• **Directions**
Where the word "football" shows up in the entries below, please copy the whole line.

• **Entries supplied**
<<<<

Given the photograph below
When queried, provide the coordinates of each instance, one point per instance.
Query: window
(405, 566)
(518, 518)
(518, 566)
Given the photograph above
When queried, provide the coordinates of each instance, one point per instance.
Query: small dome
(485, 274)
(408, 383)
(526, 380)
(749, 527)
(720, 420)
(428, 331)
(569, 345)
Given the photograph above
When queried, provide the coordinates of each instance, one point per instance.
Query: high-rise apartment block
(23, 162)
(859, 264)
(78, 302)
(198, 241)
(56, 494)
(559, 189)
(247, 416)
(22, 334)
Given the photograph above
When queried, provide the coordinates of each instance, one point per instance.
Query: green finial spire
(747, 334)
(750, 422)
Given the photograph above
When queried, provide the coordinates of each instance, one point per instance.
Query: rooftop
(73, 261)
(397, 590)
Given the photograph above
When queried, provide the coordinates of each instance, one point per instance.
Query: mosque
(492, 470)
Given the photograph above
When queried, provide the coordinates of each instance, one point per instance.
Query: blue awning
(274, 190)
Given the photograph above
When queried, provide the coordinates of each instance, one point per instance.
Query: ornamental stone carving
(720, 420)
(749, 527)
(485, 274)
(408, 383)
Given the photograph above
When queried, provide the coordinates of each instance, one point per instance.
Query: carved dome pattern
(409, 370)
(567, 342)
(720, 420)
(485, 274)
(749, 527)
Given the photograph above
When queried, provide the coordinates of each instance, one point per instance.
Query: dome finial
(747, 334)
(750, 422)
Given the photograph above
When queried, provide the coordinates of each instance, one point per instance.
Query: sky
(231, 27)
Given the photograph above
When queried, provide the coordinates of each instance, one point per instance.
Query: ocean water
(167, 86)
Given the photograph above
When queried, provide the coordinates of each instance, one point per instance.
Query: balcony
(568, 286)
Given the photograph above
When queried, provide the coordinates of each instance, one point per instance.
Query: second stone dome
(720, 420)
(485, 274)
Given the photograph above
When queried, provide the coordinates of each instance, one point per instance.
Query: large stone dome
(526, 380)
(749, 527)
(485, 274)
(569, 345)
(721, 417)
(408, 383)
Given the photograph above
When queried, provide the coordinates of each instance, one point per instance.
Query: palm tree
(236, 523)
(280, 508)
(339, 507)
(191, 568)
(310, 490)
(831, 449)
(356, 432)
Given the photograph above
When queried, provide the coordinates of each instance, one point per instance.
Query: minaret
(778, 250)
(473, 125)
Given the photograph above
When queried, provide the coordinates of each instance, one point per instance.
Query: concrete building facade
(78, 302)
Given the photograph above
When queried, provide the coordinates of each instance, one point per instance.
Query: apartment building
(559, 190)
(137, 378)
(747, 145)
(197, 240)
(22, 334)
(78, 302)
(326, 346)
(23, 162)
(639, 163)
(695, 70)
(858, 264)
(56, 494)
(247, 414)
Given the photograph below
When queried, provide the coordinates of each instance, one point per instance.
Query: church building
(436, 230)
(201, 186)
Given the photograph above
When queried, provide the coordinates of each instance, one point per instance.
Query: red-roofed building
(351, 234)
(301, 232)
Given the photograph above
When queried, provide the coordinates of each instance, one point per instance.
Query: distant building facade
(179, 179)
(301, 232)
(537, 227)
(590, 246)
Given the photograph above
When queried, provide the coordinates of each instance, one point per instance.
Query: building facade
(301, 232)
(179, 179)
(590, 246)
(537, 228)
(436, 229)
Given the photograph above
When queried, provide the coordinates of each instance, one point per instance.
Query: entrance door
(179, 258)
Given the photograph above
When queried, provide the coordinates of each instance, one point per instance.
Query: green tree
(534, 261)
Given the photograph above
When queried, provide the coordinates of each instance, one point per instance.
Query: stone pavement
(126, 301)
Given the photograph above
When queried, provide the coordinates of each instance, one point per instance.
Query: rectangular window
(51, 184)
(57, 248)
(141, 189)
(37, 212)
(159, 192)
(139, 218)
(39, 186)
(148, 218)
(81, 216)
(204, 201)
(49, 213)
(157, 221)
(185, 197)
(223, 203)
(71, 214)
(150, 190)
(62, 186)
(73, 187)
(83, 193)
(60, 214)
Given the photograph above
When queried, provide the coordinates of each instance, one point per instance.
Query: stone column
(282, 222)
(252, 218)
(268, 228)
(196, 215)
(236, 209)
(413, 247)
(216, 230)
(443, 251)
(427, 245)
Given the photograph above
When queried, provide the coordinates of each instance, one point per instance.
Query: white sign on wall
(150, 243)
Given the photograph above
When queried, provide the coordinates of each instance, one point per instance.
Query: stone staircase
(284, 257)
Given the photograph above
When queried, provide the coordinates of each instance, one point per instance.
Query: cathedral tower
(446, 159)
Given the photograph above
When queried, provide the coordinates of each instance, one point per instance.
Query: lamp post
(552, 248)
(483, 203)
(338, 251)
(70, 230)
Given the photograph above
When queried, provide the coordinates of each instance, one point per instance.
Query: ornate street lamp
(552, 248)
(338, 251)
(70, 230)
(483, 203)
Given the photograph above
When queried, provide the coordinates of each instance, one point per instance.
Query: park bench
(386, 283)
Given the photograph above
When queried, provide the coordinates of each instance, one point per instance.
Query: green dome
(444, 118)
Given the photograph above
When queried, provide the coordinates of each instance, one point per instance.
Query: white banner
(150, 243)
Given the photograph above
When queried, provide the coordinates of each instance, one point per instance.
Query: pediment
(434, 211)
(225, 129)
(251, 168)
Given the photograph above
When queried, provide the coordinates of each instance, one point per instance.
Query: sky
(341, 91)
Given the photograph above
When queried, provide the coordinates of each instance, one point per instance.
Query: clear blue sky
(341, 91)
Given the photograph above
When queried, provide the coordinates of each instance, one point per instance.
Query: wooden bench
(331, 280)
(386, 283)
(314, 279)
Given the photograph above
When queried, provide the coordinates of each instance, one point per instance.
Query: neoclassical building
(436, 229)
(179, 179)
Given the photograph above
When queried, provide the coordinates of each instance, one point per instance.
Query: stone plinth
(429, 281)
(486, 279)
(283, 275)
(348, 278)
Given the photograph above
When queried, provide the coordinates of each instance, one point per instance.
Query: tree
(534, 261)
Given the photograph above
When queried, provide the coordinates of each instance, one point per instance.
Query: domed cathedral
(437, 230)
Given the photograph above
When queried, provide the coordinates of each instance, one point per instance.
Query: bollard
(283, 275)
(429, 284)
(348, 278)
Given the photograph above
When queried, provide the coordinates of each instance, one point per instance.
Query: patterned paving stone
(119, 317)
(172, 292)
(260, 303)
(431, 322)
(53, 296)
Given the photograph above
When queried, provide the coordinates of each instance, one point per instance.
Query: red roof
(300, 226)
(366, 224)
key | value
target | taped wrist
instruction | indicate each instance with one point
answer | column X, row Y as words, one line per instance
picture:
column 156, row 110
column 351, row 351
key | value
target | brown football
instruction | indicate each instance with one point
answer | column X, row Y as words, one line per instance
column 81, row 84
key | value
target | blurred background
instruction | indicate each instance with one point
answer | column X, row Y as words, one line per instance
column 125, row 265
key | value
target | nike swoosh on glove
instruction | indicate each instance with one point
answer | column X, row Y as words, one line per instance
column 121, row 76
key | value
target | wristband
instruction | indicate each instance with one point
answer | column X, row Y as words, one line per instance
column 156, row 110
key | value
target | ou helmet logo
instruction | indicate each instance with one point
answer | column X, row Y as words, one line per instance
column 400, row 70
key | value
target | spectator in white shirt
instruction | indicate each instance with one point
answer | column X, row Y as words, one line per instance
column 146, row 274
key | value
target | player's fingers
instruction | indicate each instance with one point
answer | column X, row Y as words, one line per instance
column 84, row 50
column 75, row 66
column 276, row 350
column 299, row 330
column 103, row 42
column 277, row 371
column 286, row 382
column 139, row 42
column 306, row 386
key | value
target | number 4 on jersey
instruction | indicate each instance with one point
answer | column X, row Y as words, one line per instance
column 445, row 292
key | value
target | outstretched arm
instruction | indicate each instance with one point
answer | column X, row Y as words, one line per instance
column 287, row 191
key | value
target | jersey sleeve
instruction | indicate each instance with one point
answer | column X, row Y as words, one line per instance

>>>>
<<<<

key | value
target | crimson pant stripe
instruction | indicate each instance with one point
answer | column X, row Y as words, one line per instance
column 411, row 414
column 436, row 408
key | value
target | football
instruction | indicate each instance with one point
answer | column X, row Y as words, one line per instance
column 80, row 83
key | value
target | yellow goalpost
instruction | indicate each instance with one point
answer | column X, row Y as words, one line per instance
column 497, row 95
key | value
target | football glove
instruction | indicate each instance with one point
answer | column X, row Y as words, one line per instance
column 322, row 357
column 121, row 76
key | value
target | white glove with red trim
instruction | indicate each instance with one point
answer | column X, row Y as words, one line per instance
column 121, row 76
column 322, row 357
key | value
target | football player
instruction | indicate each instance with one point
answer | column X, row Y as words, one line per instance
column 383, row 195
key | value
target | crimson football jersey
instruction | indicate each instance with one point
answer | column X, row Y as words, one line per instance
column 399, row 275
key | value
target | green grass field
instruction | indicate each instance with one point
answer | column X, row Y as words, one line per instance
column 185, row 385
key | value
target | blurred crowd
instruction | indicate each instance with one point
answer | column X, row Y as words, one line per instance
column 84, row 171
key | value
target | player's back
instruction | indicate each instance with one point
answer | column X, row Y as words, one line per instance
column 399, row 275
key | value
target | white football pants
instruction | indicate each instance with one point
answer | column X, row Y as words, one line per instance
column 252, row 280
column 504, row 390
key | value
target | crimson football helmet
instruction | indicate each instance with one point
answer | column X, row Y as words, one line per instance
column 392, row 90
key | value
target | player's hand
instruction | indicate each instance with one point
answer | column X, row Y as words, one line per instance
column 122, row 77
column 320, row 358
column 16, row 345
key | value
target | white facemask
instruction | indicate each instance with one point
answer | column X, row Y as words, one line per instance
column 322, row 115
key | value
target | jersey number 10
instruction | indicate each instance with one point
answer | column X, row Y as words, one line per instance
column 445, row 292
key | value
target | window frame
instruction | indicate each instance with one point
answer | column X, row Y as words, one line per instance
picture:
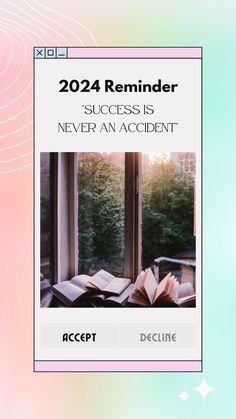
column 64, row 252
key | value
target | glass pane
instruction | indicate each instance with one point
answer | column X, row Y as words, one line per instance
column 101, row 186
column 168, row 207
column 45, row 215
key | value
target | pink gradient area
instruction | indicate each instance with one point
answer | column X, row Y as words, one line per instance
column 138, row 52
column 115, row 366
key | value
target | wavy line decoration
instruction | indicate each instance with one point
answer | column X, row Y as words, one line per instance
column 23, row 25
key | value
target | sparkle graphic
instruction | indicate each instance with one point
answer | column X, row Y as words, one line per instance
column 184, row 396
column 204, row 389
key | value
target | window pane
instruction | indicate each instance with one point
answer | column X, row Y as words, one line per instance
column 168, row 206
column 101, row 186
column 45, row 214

>>>>
<<<<

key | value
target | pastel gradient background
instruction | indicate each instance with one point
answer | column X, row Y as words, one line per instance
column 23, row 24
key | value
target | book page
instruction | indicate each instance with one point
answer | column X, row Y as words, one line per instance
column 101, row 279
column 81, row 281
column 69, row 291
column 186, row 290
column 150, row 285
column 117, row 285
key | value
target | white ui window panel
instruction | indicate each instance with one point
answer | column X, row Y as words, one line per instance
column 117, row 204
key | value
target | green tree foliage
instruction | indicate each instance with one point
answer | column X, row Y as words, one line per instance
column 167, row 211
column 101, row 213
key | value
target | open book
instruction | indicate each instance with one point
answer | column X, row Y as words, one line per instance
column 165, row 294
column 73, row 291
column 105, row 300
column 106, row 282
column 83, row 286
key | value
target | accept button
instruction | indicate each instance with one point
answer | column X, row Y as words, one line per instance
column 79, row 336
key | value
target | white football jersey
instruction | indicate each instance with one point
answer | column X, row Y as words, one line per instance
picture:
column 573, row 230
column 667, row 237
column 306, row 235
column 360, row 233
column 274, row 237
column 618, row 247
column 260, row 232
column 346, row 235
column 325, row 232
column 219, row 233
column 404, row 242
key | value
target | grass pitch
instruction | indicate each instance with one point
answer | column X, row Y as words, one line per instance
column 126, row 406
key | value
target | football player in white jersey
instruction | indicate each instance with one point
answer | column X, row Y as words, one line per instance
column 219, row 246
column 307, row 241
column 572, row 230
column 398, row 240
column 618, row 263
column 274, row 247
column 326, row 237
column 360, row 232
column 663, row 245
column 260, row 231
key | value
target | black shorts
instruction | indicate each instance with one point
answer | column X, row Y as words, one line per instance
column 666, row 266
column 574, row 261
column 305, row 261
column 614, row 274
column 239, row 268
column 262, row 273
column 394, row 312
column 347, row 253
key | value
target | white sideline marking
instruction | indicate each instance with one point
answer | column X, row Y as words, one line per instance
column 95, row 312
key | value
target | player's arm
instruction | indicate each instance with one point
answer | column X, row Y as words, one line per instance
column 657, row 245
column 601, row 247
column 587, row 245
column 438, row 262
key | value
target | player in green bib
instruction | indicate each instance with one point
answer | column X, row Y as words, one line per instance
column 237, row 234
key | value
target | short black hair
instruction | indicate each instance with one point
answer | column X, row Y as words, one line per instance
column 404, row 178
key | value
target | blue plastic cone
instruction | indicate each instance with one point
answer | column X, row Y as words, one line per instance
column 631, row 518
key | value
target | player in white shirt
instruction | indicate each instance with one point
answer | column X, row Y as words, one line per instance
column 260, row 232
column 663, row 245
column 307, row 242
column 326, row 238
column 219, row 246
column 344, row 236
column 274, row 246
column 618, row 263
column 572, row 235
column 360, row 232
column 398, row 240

>>>>

• **Task output**
target | brown football
target | football
target | football glove
target | football player
target | crimson football jersey
target | white football pants
target | crimson football helmet
target | white football jersey
target | football player in white jersey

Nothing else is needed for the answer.